Copy each of the entries below faithfully, setting aside any pictures.

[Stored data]
——
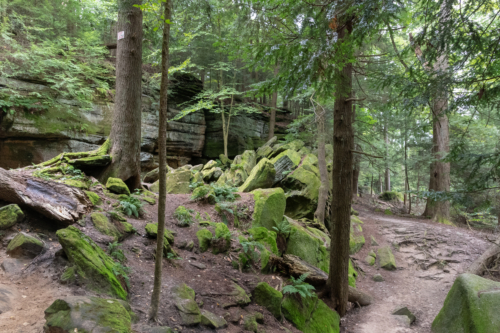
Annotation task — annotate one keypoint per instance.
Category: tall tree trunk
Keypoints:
(319, 215)
(125, 136)
(274, 105)
(162, 146)
(342, 180)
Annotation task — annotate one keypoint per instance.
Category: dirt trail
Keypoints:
(429, 257)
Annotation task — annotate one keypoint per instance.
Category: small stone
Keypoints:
(403, 311)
——
[FINAL ANSWER]
Annotation task — annotate one keypoint per instance.
Category: tall tree trunk
Keypoints:
(319, 215)
(125, 136)
(274, 105)
(162, 146)
(342, 180)
Annotation task — annotate one keypoint per instance.
Category: dirt trail
Keypoints:
(429, 257)
Annotation task — annotate one keypoint per instance.
Category: small stone
Keypoints:
(403, 311)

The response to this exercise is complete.